*Work required*
Please rewrite these records with every "Marked at" swapped for "Located at", keeping everything else the same and leaving out the pictures.

*The data*

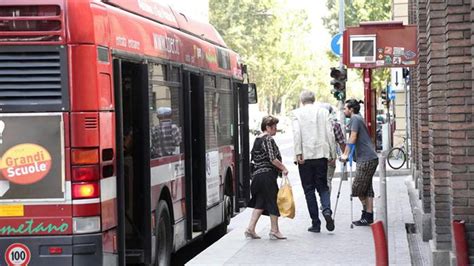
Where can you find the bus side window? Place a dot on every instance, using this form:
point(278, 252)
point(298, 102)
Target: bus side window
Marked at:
point(165, 128)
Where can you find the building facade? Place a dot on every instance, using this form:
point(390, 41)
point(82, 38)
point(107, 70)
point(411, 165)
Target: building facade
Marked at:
point(442, 127)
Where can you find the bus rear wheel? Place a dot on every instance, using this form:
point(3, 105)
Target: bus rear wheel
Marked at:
point(164, 237)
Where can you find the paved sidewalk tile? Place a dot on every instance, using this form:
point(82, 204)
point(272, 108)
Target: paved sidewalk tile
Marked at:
point(344, 246)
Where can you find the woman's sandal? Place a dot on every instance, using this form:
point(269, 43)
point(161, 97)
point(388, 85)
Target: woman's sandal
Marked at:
point(250, 234)
point(276, 236)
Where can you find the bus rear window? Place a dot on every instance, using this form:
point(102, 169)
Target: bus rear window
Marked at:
point(33, 78)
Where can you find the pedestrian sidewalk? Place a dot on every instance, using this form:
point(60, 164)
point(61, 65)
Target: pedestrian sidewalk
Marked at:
point(343, 246)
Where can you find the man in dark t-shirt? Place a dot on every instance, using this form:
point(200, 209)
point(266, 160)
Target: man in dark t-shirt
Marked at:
point(366, 158)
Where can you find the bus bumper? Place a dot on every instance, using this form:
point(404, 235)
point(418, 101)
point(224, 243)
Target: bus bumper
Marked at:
point(75, 250)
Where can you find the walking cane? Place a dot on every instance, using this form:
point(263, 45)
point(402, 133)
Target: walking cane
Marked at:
point(351, 153)
point(343, 169)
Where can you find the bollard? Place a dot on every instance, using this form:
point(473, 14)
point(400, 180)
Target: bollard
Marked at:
point(380, 241)
point(462, 251)
point(382, 206)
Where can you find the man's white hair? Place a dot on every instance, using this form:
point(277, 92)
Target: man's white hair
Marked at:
point(307, 96)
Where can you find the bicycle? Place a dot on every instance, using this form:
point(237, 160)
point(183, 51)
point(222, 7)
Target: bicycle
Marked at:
point(397, 156)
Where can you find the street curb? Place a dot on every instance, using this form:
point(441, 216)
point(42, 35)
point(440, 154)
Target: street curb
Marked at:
point(390, 173)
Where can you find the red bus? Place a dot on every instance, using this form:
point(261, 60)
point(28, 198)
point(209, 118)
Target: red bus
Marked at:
point(123, 132)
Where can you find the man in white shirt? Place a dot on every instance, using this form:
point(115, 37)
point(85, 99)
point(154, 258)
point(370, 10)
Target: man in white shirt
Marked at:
point(314, 145)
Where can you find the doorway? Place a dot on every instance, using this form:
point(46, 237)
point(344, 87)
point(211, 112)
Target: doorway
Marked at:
point(133, 161)
point(195, 146)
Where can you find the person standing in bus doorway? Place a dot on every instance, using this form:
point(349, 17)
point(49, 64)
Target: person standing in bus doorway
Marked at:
point(367, 161)
point(268, 164)
point(314, 145)
point(166, 135)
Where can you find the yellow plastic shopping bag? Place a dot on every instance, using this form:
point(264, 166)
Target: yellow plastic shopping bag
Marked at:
point(285, 202)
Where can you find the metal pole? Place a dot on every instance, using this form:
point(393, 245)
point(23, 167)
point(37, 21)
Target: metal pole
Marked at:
point(341, 103)
point(382, 209)
point(341, 23)
point(407, 123)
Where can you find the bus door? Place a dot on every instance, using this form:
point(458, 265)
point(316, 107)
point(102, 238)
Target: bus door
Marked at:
point(242, 183)
point(195, 154)
point(133, 161)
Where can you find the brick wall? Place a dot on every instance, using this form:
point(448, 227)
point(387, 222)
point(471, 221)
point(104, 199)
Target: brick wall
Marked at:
point(443, 107)
point(437, 123)
point(422, 110)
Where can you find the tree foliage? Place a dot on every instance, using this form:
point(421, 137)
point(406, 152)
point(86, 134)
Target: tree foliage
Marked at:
point(272, 40)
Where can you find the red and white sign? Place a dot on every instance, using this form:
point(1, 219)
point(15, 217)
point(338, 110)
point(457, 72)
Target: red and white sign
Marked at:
point(17, 255)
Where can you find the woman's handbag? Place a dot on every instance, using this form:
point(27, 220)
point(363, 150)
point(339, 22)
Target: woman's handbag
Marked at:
point(285, 202)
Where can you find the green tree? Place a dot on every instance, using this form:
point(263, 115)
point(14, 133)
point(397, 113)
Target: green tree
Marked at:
point(271, 38)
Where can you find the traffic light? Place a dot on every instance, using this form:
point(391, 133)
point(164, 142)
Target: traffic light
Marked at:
point(405, 73)
point(338, 82)
point(383, 95)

*Right answer*
Where can you find the bus side window? Place a dot on every instance, using this form:
point(278, 252)
point(298, 102)
Target: bus side window
Located at:
point(165, 128)
Where can you find the building facade? Place a dot on every instance, using this form:
point(390, 41)
point(82, 38)
point(107, 70)
point(411, 165)
Target: building facade
Located at:
point(442, 127)
Where can you find the bus rear wheel? Place a dot on every instance, using this form:
point(3, 105)
Target: bus rear wheel
Located at:
point(164, 237)
Where can you find the paved sidewalk tile? Place a dot on every instance, using this form:
point(82, 204)
point(272, 108)
Target: paved sidewalk tile
Located at:
point(344, 246)
Where can you find the woman's sandal? Place a dot on every instance, using this form:
point(269, 43)
point(161, 97)
point(388, 85)
Target: woman's sandal
Located at:
point(250, 234)
point(276, 236)
Where can you find the bus rear window? Place a dot on every instance, using this form:
point(102, 169)
Target: bus rear window
Located at:
point(33, 78)
Where can you find the pedestrian sidewalk? Place a dot on every instance, using this form:
point(60, 164)
point(61, 65)
Target: pedestrian sidewalk
Located at:
point(343, 246)
Where can you find the man in dark t-shirt? Place a dot on every instance, using this form:
point(200, 209)
point(266, 160)
Target: man in dark t-shirt
Located at:
point(366, 158)
Where can you find the bus bumper? Place a dot on every instance, using this form:
point(404, 235)
point(418, 101)
point(224, 243)
Target: bus bumper
Located at:
point(75, 250)
Where can you find the walking cane? Place a dot on every instance, using this form:
point(263, 45)
point(402, 133)
Target: walking cane
Located at:
point(351, 153)
point(343, 169)
Where can you find the bollard? Place a dot on every instance, using this form:
point(473, 14)
point(400, 180)
Target: bollard
Located at:
point(380, 241)
point(462, 251)
point(382, 206)
Where can you find the man's white hair? Place a dot on every instance, using this form:
point(277, 92)
Target: man's white hair
Located at:
point(307, 96)
Where can you find the bicycle? Place a dot on every instance, using this form:
point(237, 160)
point(183, 51)
point(222, 7)
Target: bicycle
Located at:
point(397, 156)
Where can you find the street curb? Place a dot on every instance, using this form:
point(441, 216)
point(42, 35)
point(440, 154)
Target: street curb
Located at:
point(390, 173)
Where can you find the red bus? Place a dot on every instance, using this form:
point(261, 60)
point(28, 198)
point(209, 118)
Target: red bus
Located at:
point(123, 132)
Where can you find the man in white shirt? Place a dot on every instance, using this form:
point(115, 37)
point(85, 99)
point(154, 258)
point(370, 10)
Target: man in white shirt
Located at:
point(314, 145)
Where can you find the doorway? Place a dot on every instance, using this form:
point(46, 237)
point(344, 87)
point(211, 112)
Target: doorway
Located at:
point(133, 161)
point(195, 146)
Where can you find the person standing in bus doorway? Place a dot on every instance, using this form:
point(349, 17)
point(49, 64)
Target: person standing in bus doorway
Located at:
point(367, 161)
point(268, 164)
point(314, 145)
point(166, 135)
Where can you find the yellow plastic shopping bag? Place a dot on every instance, using this form:
point(264, 166)
Target: yellow plastic shopping bag
Located at:
point(285, 202)
Where can you find the metal pole? Place a dot on every instance, using this form:
point(393, 245)
point(23, 167)
point(37, 21)
Target: metal pole
Located at:
point(341, 103)
point(382, 209)
point(341, 23)
point(407, 123)
Where can you find the bus door? Place a dot on every instance, using this form:
point(458, 265)
point(316, 107)
point(102, 238)
Target: bus door
Located at:
point(242, 183)
point(195, 154)
point(133, 161)
Where can you find the brick wall? Place a dot on every instance, using this form:
point(448, 227)
point(387, 222)
point(471, 221)
point(104, 199)
Target: brick wall
Located at:
point(443, 107)
point(437, 123)
point(422, 110)
Where can you find the tree foliage? Place a dot on every instance, using this form:
point(421, 137)
point(406, 152)
point(86, 134)
Target: tree foliage
Located at:
point(272, 40)
Where can you find the red and white sign? Place a dot on every instance, using this form:
point(1, 219)
point(15, 217)
point(338, 110)
point(457, 72)
Target: red and white sign
Located at:
point(17, 255)
Where can you find the woman's handbag? Place a dot on every instance, using this form:
point(27, 220)
point(363, 150)
point(339, 22)
Target: woman's handbag
Located at:
point(285, 202)
Where can you find the green tree? Place a dot on every instance, using this form:
point(263, 115)
point(14, 133)
point(397, 113)
Target: green tree
Located at:
point(271, 38)
Where can you find the traffic light? Place a dot on every instance, using this form:
point(391, 133)
point(164, 142)
Target: traffic light
Located at:
point(405, 73)
point(338, 82)
point(383, 95)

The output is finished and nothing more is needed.